-- start TEXT EXCERPT --

Starting point is 00:47:17 okay so unix like operating systems i guess at the moment but windows support is underway and so uh kitware is working on that along with TechX. And they have some preliminary builds of initial packages done. So like Gtest built with an unmodified SPAC package on Windows with their modifications to SPAC. There's a lot of plumbing to rip out, but we're looking at some interesting things. So like one thing that it's, it's, it's cool working with the kit where folks, cause they

Starting point is 00:47:48 come up with a neat build things. Cause they've seen it all via CMake. They, you know, we talked about this RPath thing and, you know, PE doesn't support RPath on, on windows. You did the executable format just doesn't have it. Right. Although you can, and the tooling doesn't support it. Right. Um, although, um, you can,

Starting point is 00:48:07 and the tooling doesn't support it, but you can have in the format, a full path to your dependency library in a windows binary. And so Brad King came up with a way to hack dot lib files on windows to get something like our path so that we can use our tooling to, you know, not have this restriction that windows has, that the libraries basically have to be deployed alongside the executable

Starting point is 00:48:27 if you've experienced that. So we're hoping we can have kind of the same link model when we get Windows support as we do on Linux and macOS because our path is super helpful for this kind of stuff. We don't want library hell.

Starting point is 00:48:44 So we've talked about how SPAC is built very specifically for the HPC research community, but it does sound like it could be very useful for kind of more general use case application developers who want a package manager. Do you agree? Like, does it make sense for non-HPC, non-research developers to use SPAC?

Starting point is 00:49:07 Yeah. And are those packages available? Like, you know, lots of other libraries not necessarily meant for... Oh, I mean, like, CalSA is in SPAC. Like, all sorts of things that are not HPC are in SPAC. There's 5,500 packages and, you know... Oh, wow. Yeah.

Starting point is 00:49:22 We joke that I'm the first native speaker of spack because i started working on it straight out of undergrad and didn't really have a lot of experience with the linux package managers i use spack as my package manager on my laptop yeah me too so you don't even bother using your your you know pac-man or or whatever i'm on a Mac, so it would be better. But I don't have Brew installed. I just, well, and since I work on SPAC, if a SPAC package doesn't exist for something I want, I just create one.

-- end TEXT EXCERPT --
-- start RAW DATA --

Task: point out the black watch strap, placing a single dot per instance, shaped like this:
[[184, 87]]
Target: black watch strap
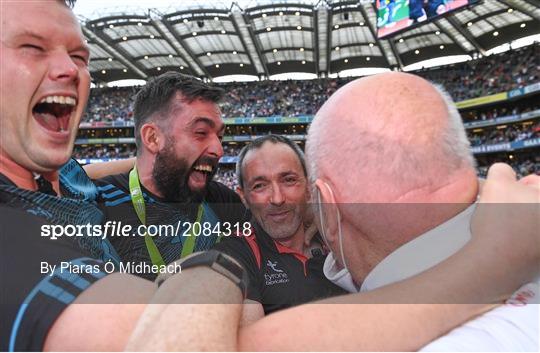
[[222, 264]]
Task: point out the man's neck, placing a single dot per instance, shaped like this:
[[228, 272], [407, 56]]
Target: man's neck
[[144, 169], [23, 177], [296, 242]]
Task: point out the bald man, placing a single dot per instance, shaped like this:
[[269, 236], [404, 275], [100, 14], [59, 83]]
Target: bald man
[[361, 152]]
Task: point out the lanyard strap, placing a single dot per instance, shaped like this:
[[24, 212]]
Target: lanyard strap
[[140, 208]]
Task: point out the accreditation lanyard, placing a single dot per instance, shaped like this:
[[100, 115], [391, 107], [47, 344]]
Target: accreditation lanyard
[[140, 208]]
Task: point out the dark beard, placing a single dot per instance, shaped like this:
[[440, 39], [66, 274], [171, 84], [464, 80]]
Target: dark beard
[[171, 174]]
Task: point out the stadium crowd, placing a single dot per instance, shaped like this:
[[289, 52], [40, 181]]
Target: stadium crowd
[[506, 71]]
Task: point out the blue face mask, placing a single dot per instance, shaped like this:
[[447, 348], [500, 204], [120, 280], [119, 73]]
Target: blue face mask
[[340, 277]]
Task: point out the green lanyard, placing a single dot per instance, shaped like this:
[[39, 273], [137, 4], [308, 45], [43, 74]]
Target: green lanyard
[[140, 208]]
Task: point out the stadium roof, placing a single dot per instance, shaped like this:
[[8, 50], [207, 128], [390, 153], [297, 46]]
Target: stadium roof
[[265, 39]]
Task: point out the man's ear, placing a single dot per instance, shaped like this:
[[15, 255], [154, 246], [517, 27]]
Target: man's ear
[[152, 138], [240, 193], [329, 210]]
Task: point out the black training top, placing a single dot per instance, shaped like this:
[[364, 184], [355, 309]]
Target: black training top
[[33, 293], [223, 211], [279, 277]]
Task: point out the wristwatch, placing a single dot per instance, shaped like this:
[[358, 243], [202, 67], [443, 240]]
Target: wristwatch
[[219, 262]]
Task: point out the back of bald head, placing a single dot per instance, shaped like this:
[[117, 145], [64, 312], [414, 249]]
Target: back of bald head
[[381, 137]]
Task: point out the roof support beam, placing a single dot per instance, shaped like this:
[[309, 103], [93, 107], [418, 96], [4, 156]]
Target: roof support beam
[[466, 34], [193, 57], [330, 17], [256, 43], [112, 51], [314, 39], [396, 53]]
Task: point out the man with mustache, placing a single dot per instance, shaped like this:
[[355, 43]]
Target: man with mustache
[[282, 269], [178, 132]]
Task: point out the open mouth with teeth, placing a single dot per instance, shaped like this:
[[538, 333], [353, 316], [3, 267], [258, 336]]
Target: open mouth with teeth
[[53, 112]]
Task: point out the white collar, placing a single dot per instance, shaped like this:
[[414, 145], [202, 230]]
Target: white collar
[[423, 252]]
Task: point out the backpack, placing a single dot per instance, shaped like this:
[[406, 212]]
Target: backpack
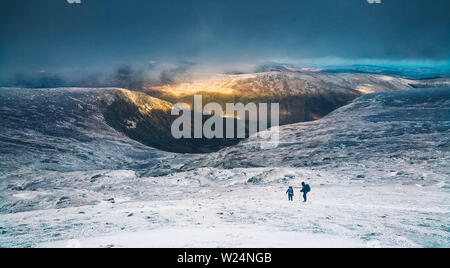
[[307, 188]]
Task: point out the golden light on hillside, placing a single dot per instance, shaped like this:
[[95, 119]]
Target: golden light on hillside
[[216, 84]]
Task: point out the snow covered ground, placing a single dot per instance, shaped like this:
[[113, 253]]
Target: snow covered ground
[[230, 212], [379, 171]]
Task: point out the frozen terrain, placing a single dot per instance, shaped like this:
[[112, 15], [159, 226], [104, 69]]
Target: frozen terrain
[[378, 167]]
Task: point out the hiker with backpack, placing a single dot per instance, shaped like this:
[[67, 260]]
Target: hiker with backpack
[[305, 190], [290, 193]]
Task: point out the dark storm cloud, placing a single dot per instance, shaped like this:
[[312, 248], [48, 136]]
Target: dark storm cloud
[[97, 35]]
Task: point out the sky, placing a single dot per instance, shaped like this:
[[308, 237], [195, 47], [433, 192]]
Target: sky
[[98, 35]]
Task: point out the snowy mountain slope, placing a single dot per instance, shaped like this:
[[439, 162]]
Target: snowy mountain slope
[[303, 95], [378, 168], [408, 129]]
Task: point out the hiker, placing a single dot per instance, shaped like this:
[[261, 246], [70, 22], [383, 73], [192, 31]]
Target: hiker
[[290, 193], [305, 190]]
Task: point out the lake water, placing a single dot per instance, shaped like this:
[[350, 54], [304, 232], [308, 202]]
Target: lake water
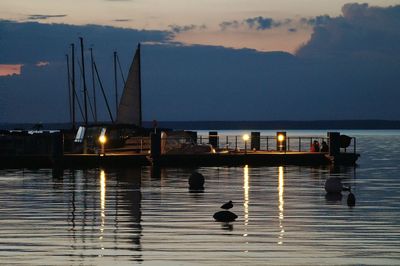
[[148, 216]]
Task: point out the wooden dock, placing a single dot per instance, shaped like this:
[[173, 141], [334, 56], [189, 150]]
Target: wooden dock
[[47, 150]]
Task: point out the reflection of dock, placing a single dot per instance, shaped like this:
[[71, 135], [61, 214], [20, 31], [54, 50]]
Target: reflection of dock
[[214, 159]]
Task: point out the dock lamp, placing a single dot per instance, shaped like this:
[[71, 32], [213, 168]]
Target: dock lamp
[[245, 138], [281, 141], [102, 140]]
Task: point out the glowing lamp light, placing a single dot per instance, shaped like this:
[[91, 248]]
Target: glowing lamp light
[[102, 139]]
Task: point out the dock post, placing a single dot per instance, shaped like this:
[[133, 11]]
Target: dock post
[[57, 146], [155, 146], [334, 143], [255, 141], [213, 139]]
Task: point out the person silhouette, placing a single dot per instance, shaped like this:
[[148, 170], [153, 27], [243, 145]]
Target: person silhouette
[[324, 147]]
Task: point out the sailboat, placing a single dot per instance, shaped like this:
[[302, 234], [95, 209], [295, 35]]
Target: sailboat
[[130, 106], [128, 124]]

-- end RAW DATA --
-- start RAW DATA --

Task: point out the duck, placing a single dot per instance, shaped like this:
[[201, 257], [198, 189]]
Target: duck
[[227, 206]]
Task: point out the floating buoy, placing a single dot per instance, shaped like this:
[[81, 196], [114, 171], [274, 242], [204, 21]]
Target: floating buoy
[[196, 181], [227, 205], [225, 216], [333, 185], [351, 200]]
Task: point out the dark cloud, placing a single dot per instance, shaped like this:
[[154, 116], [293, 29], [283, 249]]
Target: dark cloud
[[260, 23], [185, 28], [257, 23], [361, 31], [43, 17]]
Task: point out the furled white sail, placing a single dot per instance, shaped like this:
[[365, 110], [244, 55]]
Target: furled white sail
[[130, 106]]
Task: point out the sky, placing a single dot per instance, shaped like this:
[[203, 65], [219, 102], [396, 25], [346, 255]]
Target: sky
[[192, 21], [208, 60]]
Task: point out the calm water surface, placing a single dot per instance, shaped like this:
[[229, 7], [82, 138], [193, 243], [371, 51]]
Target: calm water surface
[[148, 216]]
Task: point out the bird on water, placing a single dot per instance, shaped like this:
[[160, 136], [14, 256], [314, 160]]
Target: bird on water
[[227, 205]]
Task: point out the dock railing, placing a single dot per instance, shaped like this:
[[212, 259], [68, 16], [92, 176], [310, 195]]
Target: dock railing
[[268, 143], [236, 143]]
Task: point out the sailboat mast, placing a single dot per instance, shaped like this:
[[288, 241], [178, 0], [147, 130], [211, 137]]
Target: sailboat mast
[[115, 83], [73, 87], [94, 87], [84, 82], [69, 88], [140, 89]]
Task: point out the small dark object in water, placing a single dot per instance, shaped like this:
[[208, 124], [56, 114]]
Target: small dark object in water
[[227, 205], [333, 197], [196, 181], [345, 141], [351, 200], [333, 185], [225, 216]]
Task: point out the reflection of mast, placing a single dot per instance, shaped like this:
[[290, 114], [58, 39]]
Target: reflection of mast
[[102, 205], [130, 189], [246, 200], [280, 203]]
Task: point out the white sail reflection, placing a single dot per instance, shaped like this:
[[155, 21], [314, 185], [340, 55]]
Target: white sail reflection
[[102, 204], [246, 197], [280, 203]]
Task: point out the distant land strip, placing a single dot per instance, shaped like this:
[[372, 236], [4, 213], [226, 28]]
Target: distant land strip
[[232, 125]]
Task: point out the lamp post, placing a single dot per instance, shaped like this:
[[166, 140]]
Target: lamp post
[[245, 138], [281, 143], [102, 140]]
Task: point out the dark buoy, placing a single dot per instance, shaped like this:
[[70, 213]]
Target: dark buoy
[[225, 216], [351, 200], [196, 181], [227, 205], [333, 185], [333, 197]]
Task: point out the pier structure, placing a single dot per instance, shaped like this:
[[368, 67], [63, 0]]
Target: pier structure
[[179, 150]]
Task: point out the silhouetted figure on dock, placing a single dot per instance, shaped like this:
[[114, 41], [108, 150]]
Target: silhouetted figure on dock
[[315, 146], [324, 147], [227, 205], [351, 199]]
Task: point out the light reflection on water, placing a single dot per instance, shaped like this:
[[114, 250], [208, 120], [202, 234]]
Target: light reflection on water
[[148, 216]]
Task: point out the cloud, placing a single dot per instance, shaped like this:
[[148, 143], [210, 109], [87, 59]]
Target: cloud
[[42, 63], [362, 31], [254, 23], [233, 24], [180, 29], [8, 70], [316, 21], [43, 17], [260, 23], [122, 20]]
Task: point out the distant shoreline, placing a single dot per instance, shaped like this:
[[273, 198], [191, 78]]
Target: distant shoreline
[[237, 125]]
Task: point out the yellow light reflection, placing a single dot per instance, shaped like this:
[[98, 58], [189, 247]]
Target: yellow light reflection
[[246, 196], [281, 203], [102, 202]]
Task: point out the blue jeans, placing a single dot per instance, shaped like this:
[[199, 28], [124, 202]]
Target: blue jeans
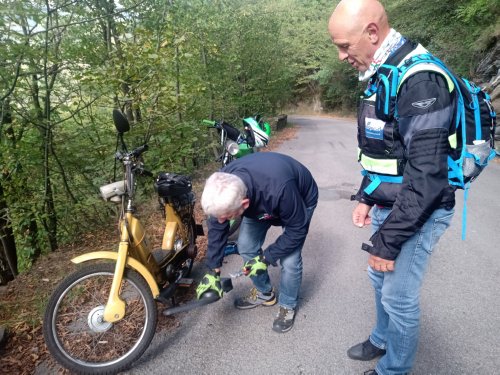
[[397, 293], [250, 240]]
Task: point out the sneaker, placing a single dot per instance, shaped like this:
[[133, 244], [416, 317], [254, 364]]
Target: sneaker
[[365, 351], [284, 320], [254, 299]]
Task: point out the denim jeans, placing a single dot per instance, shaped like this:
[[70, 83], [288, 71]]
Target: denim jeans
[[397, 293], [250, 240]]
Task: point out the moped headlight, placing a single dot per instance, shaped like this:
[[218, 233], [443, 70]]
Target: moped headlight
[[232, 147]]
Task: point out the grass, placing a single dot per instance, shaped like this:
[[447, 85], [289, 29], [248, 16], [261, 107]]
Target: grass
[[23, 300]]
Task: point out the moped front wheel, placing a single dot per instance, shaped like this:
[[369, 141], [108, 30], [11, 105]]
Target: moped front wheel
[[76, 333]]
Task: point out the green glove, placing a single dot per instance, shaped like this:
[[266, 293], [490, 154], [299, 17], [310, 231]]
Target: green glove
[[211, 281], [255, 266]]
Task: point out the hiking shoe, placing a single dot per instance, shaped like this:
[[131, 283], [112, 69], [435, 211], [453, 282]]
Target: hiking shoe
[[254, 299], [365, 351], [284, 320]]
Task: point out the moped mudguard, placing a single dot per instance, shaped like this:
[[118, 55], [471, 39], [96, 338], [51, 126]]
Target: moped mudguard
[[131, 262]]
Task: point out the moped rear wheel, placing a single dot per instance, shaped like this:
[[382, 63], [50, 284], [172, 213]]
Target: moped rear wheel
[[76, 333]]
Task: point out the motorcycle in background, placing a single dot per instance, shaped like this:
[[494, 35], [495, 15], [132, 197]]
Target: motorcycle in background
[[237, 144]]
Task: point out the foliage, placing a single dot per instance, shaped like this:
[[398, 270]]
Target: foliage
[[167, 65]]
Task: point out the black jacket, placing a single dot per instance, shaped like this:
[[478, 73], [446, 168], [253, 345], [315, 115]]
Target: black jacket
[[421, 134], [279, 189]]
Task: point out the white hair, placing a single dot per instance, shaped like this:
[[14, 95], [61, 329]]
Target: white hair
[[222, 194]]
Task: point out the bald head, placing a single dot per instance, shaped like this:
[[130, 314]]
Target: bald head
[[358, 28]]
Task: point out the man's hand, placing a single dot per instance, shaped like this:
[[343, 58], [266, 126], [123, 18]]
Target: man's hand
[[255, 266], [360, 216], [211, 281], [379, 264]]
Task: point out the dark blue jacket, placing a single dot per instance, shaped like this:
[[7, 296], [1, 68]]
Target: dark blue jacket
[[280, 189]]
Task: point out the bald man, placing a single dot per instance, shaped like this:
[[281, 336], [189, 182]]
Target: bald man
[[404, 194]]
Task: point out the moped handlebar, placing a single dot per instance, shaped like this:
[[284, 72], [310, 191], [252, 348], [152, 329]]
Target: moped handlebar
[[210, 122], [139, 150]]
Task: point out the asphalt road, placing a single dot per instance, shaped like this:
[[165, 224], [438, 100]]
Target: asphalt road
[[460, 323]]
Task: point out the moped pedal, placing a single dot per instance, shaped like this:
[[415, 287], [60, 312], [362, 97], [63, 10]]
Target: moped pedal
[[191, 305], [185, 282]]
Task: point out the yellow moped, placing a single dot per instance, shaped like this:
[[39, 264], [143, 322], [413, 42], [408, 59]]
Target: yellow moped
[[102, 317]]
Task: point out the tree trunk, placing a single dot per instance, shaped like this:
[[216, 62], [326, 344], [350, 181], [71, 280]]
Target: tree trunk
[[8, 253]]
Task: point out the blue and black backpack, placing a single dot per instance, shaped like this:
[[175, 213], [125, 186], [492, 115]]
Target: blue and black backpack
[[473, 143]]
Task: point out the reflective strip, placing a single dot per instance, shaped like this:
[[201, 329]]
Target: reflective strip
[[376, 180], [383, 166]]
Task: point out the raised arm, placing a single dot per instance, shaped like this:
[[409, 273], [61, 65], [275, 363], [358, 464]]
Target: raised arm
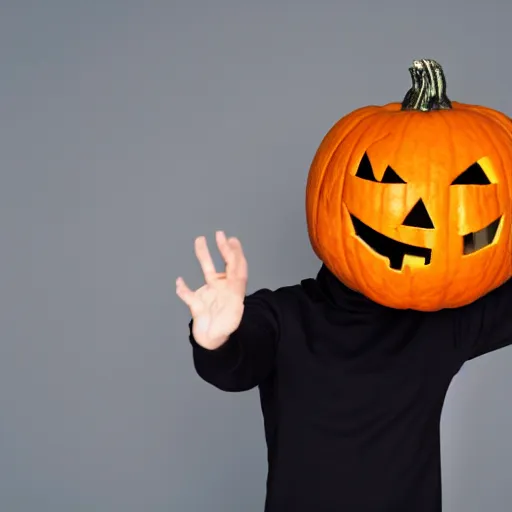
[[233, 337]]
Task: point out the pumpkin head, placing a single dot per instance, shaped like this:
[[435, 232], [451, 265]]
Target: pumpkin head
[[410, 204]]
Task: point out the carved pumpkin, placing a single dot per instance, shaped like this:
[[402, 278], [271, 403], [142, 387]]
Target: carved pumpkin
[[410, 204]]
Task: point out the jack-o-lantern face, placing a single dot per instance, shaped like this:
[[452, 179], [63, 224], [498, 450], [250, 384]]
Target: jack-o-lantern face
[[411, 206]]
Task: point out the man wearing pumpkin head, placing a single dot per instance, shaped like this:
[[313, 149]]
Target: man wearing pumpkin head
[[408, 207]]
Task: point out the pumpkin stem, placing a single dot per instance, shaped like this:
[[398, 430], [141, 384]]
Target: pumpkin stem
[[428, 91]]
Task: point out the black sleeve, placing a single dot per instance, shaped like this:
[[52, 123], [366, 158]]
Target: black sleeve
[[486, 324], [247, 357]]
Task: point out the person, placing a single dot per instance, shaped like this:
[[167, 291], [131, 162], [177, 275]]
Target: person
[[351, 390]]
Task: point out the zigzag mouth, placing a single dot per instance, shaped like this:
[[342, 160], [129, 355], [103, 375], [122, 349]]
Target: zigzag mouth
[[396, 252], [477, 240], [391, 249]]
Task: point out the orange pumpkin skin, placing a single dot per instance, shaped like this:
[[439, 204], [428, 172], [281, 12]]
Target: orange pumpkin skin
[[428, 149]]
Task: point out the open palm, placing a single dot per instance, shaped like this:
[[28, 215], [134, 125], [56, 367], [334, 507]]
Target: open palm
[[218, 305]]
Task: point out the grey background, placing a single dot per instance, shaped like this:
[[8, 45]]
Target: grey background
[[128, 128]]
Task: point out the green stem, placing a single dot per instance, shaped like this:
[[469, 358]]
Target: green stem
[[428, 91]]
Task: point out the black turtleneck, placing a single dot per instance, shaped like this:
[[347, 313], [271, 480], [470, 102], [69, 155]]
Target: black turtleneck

-- end RAW DATA --

● EXERCISE BRIEF: Resume the podcast transcript about the Spack package manager, picking up right after its final sentence.

● TASK RESPONSE:
Starting point is 00:49:57 And then I keep using SPAC instead of having to use another tool. Yeah, you can do, you can just say SPAC create URL and it'll examine your tarball or whatever and make a template SPAC package for you to hack on. It'll say, oh, this is a CMake package. So I'll make you a CMake boilerplate build and you can go and write some code to actually execute the, you know, CMake and make install.

Starting point is 00:50:19 I guess I was just going to ask how easy it is to make a SPAC package if you want to add a new library. It sounds like it's extremely easy. Well, yeah, I mean, it depends on how complicated your library is, right? If you're making a new SPAC package, and luckily you don't have to for TensorFlow, then it is rather complicated, right? Like there's a lot of options, a lot of dependencies to add. You're still responsible for adding your dependencies and setting, you know, version constraints and things like that. So if it's a big package, yeah, it can be complicated. But for something simple to get you started, yeah, I mean, I think you can just say spec create,

Starting point is 00:50:48 give it a URL to the thing, and it'll generate a recipe. If you're a developer of a package, and you have a good sense of what your dependencies already are, then it then it's pretty easy. If you're looking at someone else's package, and they haven't told you what the dependencies are, then you have to figure that out. But beyond that, it's kind of as easy as their build system makes it. You have to figure out how to pass the options that it needs. If their build system is arcane, maybe you've got a little bit of digging to do to figure out exactly what the options are. But if their build system is reasonable, you just pass the obvious options. And that's, that's it. And it's been around long enough that we have, you know, some canned support for the common build system. So it gets back to I don't know if you saw Robert Shoemakers, the VC package guy,

Starting point is 00:51:37 his talk at CPP con about don't write packageable software, like make sure that your software is using something known and don't try to do your own thing because it's better for you because the people installing your software don't understand your bugs. They understand CMake's bugs. So this can actually, I'm sorry,

Starting point is 00:51:55 but I was just browsing through your package database. It looks like if I go to install, if I'm just starting from scratch and I'm going to install libformat, for example, because it's one that I just looked at, which depends on CMake, it will also to install CMake automatically so that it can then. Yep.

Starting point is 00:52:12 It'll go down to the build dependencies. It really is like a full operating system package manager. It's almost like a part of me is like, in a way you reinvented gen two Linux, but people have said that before. Yeah. Gen two is single prefix, right? And so it does not have the same kind of multiversion.

Starting point is 00:52:28 They have slots in Gen 2, but it's not the full combinatorial space like SPAC is. Right. Yeah. Gen 2 is also a full OS, and it goes down to LibC. And so that's one distinction, at least for the moment. I was going to say, you're not that far off. Yeah, exactly.

Starting point is 00:52:46 One of the things we're adding is better support for compilers. And I mean, the incompatibilities that we see now in builds with SPAC have to do a lot with the runtime libraries underneath compilers. So if you're doing mixed compiler builds, which our code teams do, and you want to build with the Intel compiler for most of your stack, but you have some things that only build with GCC, getting the runtime libraries to be compatible there, especially Libstead C++, can be pretty complicated.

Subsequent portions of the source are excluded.